* Required tasks:
1) Swap "granola bars" for "protein bars" as you reproduce the article on junk food subsidies, starting with "How the Government" and going on through "sources of calories.".
2) For each statement below, tell whether the article on junk food subsidies agrees with it, and quote the words that settle it: (a) Grain-based desserts are the top calorie source in the American diet. (b) Most of the foods produced with these subsidies are eaten as is. (c) The 2012 report was issued by a for-profit company.

** Document segment follows **

From The New York Times

How the Government Supports Your Junk Food Habit

At a time when almost three-quarters of the country is overweight or obese, it comes as no surprise that junk foods are the largest source of calories in the American diet. Topping the list are grain-based desserts like cookies, doughnuts and granola bars. (Yes, granola bars are dessert.)

That’s according to data from the federal government, which says that breads, sugary drinks, pizza, pasta dishes and “dairy desserts” like ice cream are also among Americans’ top 10 sources of calories.

What do these foods have in common? They are largely the products of seven crops and farm foods — corn, soybeans, wheat, rice, sorghum, milk and meat — that are heavily subsidized by the federal government, ensuring that junk foods are cheap and plentiful, experts say.

Between 1995 and 2010, the government doled out $170 billion in agricultural subsidies to finance the production of these foods, the latter two in part through subsidies on feed grains. While many of these foods are not inherently unhealthy, only a small percentage of them are eaten as is. Most are used as feed for livestock, turned into biofuels or converted to cheap products and additives like corn sweeteners, industrial oils, processed meats and refined carbohydrates.

Health advocates have long pointed out this seeming contradiction. While the federal government recommends that people fill half their plates with fruits and vegetables to help prevent obesity, only a small fraction of its subsidies actually support the production of fresh produce. The vast majority of agricultural subsidies go instead to commodity crops that are processed into many of the foods that are linked to the obesity crisis.

“The subsidies damage our country’s health and increase the medical costs that will ultimately need to be paid to treat the effects of the obesity epidemic,” a 2012 report from the U.S. Public Interest Research Group, a nonprofit consumer advocacy organization, concluded. “Taxpayers are paying for the privilege of making our country sick.”

** End of Document segment **
** Data follows **

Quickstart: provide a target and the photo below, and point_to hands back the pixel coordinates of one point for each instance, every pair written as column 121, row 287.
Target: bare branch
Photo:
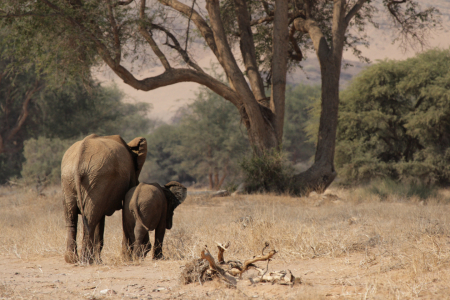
column 297, row 53
column 24, row 114
column 123, row 3
column 262, row 20
column 311, row 27
column 226, row 57
column 279, row 64
column 189, row 23
column 148, row 37
column 112, row 20
column 30, row 14
column 176, row 46
column 248, row 262
column 354, row 10
column 201, row 24
column 338, row 29
column 248, row 51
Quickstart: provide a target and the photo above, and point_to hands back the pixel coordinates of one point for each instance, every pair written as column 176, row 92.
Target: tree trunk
column 322, row 173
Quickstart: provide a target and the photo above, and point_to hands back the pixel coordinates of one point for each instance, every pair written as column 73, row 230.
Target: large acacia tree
column 273, row 36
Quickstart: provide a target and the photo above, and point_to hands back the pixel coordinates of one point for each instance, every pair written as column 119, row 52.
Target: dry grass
column 403, row 244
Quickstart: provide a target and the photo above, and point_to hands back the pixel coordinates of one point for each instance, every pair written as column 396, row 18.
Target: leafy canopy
column 394, row 121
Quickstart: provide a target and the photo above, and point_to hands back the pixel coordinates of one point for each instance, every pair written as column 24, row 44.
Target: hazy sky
column 168, row 99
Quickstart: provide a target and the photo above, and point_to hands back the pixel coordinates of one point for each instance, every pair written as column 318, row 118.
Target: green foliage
column 394, row 122
column 43, row 159
column 211, row 138
column 299, row 121
column 203, row 146
column 163, row 164
column 269, row 172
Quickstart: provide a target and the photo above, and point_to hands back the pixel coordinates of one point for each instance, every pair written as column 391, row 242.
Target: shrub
column 394, row 122
column 43, row 160
column 269, row 172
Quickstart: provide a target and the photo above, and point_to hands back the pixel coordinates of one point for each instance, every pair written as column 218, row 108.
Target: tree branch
column 354, row 10
column 297, row 53
column 201, row 24
column 262, row 20
column 112, row 21
column 320, row 43
column 279, row 64
column 123, row 3
column 148, row 37
column 248, row 51
column 338, row 29
column 176, row 46
column 30, row 14
column 226, row 57
column 24, row 114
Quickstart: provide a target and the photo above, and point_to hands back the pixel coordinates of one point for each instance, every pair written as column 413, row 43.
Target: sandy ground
column 349, row 277
column 52, row 278
column 340, row 249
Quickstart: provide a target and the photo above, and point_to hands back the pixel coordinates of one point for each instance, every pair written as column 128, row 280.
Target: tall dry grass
column 395, row 233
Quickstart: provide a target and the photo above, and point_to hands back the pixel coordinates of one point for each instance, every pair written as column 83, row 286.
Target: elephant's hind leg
column 160, row 231
column 141, row 242
column 98, row 240
column 87, row 251
column 71, row 216
column 147, row 246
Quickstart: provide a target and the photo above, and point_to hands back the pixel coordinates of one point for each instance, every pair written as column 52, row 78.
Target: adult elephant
column 96, row 173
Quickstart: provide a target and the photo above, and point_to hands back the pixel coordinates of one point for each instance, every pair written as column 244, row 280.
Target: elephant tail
column 80, row 200
column 135, row 209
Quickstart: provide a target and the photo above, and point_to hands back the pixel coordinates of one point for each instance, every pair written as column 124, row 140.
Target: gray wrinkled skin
column 149, row 207
column 96, row 173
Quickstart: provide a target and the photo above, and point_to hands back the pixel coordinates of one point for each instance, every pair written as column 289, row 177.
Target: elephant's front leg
column 141, row 245
column 98, row 240
column 71, row 216
column 159, row 239
column 87, row 250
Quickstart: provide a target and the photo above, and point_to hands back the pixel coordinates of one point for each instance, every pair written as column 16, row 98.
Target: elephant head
column 138, row 147
column 175, row 193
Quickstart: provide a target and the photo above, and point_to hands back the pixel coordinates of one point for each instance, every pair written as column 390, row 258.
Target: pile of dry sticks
column 205, row 268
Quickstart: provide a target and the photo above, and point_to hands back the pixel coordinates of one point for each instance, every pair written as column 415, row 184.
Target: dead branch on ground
column 230, row 272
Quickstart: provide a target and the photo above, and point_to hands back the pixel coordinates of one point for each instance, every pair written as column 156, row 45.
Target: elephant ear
column 138, row 147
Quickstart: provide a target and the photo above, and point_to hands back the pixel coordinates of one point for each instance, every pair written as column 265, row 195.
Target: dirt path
column 52, row 278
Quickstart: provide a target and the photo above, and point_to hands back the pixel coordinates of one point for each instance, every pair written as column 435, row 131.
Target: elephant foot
column 158, row 256
column 71, row 257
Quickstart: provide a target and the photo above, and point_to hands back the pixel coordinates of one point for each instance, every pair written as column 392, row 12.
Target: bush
column 394, row 122
column 269, row 172
column 43, row 160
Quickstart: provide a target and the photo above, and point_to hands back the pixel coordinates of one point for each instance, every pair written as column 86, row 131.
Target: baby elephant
column 149, row 207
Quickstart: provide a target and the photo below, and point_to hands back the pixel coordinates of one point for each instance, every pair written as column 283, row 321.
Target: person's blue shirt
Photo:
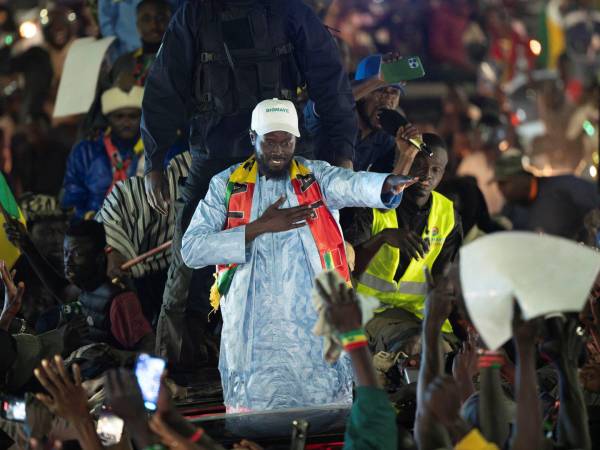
column 169, row 91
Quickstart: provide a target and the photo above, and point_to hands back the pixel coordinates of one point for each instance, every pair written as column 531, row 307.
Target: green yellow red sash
column 322, row 224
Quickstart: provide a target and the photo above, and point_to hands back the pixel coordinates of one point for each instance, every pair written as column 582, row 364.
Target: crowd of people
column 254, row 199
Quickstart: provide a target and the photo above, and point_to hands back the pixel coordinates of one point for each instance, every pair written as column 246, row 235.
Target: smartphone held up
column 13, row 409
column 148, row 371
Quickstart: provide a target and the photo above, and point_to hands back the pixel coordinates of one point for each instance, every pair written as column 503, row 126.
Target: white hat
column 116, row 98
column 275, row 115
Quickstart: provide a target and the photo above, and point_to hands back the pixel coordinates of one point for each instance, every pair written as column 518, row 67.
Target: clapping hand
column 343, row 311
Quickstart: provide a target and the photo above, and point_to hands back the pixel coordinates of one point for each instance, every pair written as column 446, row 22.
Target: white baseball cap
column 275, row 115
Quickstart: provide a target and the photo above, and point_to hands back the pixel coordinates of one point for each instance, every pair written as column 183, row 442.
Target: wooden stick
column 138, row 259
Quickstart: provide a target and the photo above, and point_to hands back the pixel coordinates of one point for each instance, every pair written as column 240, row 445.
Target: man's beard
column 270, row 173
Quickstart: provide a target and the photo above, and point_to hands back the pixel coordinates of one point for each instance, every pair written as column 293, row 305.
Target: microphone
column 391, row 120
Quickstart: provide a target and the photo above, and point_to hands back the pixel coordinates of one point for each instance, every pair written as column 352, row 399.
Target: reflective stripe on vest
column 410, row 291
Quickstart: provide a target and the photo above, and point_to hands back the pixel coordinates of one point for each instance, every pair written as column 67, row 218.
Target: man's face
column 430, row 170
column 152, row 22
column 387, row 97
column 125, row 123
column 274, row 152
column 83, row 262
column 48, row 236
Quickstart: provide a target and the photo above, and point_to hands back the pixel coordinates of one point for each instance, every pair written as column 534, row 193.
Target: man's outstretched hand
column 397, row 183
column 157, row 191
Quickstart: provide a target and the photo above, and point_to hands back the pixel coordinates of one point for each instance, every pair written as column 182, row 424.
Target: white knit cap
column 115, row 98
column 275, row 115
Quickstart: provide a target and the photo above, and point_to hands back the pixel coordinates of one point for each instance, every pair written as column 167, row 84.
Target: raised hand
column 66, row 398
column 13, row 296
column 442, row 400
column 464, row 366
column 343, row 312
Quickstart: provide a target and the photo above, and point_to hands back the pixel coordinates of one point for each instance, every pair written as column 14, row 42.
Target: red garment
column 119, row 165
column 128, row 324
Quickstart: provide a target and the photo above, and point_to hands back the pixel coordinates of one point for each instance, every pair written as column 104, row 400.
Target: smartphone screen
column 148, row 371
column 109, row 429
column 405, row 69
column 14, row 409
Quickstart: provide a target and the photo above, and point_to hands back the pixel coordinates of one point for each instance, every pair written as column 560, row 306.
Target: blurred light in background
column 28, row 29
column 535, row 46
column 589, row 128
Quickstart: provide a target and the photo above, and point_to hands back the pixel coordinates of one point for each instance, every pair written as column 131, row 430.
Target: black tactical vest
column 96, row 309
column 244, row 56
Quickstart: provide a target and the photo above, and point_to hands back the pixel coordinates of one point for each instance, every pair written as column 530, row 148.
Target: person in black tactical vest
column 113, row 313
column 218, row 60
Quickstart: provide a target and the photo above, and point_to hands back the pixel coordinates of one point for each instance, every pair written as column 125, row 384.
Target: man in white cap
column 96, row 165
column 270, row 225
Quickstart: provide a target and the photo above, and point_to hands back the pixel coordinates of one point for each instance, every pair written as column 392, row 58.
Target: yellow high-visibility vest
column 410, row 291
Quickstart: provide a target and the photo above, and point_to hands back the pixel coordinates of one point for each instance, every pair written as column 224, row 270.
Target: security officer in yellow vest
column 393, row 247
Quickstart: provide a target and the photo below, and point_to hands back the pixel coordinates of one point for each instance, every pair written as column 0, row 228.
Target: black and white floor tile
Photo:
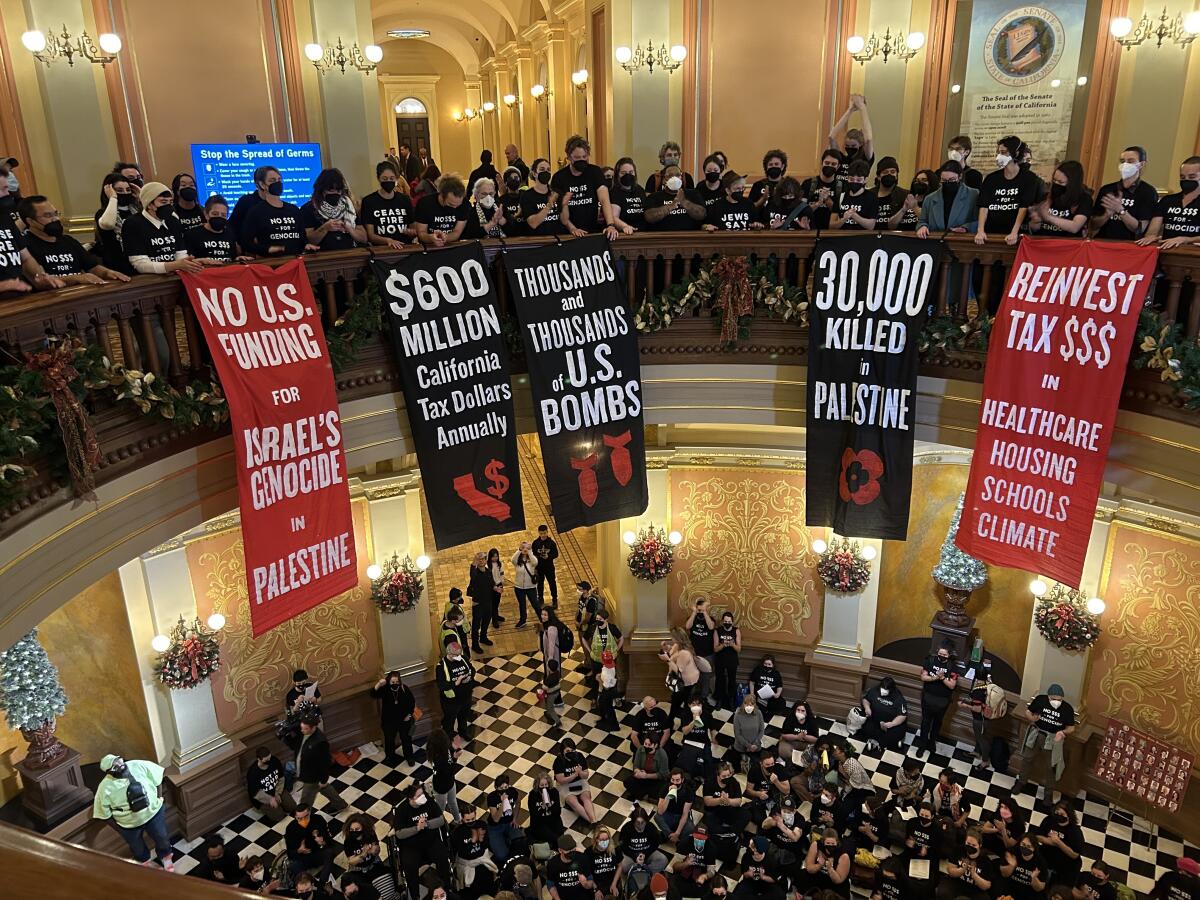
column 514, row 736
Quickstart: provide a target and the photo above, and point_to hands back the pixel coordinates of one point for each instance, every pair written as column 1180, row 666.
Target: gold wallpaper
column 1146, row 664
column 909, row 597
column 337, row 641
column 747, row 547
column 89, row 640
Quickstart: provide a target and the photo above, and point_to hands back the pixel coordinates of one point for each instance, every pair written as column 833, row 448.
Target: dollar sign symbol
column 499, row 484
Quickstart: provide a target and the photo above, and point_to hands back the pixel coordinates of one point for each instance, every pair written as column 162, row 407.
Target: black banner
column 455, row 370
column 586, row 379
column 870, row 300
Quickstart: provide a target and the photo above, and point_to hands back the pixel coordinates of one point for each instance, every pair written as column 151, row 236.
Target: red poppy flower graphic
column 859, row 480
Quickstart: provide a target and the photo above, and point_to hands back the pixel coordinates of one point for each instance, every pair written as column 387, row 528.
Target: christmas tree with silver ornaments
column 30, row 693
column 958, row 570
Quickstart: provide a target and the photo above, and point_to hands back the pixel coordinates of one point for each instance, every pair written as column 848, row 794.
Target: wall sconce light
column 47, row 48
column 898, row 45
column 667, row 60
column 340, row 57
column 1181, row 29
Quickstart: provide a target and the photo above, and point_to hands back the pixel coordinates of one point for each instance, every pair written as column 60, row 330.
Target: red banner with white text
column 1056, row 361
column 265, row 337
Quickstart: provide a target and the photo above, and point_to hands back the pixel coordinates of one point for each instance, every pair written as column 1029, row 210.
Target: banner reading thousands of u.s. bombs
column 586, row 379
column 457, row 391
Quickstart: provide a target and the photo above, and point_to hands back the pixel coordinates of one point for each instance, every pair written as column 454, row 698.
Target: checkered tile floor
column 511, row 735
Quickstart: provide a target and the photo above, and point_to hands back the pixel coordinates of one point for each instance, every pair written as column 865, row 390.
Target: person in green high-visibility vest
column 129, row 796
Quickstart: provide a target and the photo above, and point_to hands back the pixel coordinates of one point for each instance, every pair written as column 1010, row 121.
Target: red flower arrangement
column 191, row 658
column 399, row 587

** End of Data **

* Exercise responses:
1)
How the Government Supports Your Junk Food Habit

At a time when almost three-quarters of the country is overweight or obese, it comes as no surprise that junk foods are the largest source of calories in the American diet. Topping the list are grain-based desserts like cookies, doughnuts and protein bars. (Yes, protein bars are dessert.)

That’s according to data from the federal government, which says that breads, sugary drinks, pizza, pasta dishes and “dairy desserts” like ice cream are also among Americans’ top 10 sources of calories.

2)
(a) Yes: "Topping the list are grain-based desserts like cookies, doughnuts and granola bars."
(b) No: "only a small percentage of them are eaten as is."
(c) No: "a nonprofit consumer advocacy organization"